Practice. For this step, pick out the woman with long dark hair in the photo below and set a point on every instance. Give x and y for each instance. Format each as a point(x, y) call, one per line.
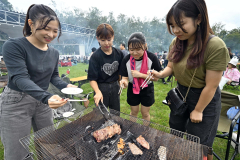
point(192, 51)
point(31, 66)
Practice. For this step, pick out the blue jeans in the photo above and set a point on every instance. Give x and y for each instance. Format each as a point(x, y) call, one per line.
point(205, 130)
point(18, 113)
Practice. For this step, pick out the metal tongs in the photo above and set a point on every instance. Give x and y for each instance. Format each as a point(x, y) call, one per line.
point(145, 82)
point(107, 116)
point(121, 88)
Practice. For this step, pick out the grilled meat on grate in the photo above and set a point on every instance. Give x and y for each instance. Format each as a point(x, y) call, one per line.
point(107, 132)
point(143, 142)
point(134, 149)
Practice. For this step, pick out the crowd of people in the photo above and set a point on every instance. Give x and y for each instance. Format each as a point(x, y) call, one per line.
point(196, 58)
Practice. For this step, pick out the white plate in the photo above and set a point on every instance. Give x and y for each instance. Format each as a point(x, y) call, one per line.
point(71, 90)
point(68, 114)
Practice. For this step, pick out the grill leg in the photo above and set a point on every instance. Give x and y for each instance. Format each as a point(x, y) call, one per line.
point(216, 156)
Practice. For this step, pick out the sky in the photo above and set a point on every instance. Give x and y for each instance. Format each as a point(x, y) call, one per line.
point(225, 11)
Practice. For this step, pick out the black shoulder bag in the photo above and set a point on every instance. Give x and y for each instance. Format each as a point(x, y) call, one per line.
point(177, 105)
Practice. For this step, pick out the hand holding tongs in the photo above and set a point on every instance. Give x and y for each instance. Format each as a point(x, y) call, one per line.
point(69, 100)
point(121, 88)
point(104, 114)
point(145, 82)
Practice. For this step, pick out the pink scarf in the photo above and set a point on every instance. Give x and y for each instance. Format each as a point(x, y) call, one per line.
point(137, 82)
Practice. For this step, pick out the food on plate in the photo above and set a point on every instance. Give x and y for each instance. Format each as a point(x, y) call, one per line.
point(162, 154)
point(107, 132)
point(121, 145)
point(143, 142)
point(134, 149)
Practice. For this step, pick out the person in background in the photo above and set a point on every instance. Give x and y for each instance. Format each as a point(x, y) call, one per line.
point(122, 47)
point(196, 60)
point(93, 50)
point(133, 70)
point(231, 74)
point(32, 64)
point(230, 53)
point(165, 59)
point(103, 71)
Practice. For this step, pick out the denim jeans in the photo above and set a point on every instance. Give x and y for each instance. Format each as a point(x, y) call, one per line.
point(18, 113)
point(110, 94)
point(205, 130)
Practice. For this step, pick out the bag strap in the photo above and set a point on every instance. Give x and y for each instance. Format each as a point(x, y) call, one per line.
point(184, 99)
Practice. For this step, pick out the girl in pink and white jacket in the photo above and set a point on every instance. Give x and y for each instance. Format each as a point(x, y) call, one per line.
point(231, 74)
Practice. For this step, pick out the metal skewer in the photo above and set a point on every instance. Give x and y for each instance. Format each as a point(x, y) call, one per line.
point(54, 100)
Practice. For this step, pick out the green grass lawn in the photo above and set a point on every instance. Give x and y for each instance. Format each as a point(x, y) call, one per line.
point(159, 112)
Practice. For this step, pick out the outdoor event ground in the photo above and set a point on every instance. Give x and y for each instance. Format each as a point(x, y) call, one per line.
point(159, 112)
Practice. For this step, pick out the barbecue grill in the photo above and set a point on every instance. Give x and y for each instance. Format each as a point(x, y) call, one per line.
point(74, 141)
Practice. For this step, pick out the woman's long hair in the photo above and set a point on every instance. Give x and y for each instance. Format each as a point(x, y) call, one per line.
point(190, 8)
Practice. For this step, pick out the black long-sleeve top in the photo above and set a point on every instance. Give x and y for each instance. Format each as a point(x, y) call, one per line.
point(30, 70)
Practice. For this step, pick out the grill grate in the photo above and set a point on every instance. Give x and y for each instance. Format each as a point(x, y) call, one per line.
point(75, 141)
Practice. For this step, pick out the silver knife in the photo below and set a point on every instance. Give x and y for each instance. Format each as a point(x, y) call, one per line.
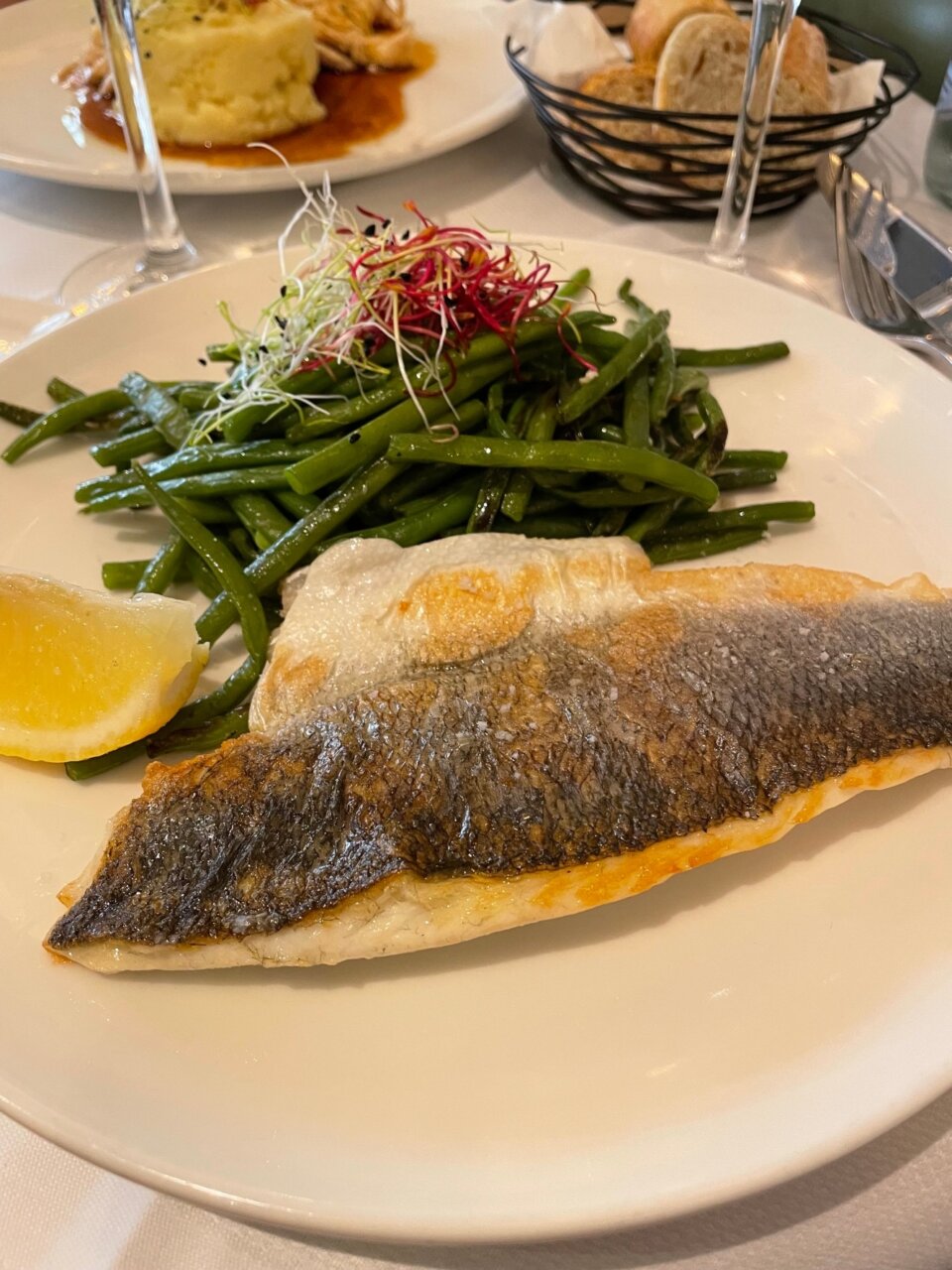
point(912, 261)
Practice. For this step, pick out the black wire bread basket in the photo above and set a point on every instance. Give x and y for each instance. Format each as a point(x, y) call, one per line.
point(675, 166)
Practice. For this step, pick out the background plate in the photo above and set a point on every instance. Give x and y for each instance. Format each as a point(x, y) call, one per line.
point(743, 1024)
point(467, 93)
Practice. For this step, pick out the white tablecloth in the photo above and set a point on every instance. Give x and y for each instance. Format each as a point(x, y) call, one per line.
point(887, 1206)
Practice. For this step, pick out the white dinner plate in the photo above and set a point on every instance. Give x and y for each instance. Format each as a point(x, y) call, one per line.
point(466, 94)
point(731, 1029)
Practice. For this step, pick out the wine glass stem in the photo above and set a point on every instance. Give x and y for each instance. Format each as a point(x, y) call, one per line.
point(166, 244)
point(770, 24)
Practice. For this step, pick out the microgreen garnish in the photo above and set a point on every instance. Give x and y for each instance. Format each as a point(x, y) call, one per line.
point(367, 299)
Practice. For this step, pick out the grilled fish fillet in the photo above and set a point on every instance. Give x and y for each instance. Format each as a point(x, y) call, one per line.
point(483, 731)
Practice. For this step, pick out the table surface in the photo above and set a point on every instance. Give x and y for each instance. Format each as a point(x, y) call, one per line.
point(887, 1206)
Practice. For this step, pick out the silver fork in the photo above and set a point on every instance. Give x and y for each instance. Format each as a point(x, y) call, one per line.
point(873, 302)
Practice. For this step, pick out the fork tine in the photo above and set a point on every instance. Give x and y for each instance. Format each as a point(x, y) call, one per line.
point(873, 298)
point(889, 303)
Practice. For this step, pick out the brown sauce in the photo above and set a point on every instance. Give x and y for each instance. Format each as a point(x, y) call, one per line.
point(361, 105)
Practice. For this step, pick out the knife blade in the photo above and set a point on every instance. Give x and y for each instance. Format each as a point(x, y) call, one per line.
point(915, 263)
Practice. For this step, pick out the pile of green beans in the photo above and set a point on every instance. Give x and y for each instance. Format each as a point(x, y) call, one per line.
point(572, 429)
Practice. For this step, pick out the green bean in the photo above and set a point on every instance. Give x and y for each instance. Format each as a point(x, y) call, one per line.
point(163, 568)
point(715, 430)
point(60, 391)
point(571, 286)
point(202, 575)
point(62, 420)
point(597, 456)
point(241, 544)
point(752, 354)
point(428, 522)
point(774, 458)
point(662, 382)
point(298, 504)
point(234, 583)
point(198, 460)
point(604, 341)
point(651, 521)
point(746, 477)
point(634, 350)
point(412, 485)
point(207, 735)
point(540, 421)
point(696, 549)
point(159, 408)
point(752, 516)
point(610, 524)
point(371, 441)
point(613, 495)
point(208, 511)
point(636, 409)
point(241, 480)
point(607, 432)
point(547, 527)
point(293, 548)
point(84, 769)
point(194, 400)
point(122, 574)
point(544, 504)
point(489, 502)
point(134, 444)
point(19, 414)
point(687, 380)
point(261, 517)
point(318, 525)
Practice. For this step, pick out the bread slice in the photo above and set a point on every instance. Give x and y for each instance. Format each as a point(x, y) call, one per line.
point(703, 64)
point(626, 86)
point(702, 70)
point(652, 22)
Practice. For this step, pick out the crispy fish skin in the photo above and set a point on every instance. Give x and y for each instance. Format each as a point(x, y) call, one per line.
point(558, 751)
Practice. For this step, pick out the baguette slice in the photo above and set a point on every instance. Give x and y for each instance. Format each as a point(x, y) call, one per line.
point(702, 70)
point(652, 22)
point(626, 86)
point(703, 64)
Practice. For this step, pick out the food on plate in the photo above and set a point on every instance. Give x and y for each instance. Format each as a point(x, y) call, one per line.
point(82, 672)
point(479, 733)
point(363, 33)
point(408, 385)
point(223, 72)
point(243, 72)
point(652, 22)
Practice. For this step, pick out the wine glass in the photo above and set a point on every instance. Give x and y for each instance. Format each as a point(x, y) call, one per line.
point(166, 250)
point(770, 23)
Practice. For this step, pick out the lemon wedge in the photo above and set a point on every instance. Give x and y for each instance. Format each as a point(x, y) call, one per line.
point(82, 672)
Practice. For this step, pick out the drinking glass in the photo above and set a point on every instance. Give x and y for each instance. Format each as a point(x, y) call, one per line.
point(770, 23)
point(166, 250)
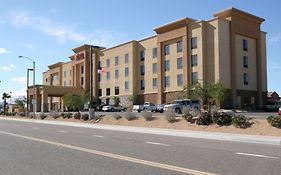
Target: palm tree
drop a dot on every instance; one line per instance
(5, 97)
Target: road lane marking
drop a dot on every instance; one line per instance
------
- **Action item**: Write out every line from the data above that includes "Target".

- **Response to this exercise**:
Target: palm tree
Target: road lane marking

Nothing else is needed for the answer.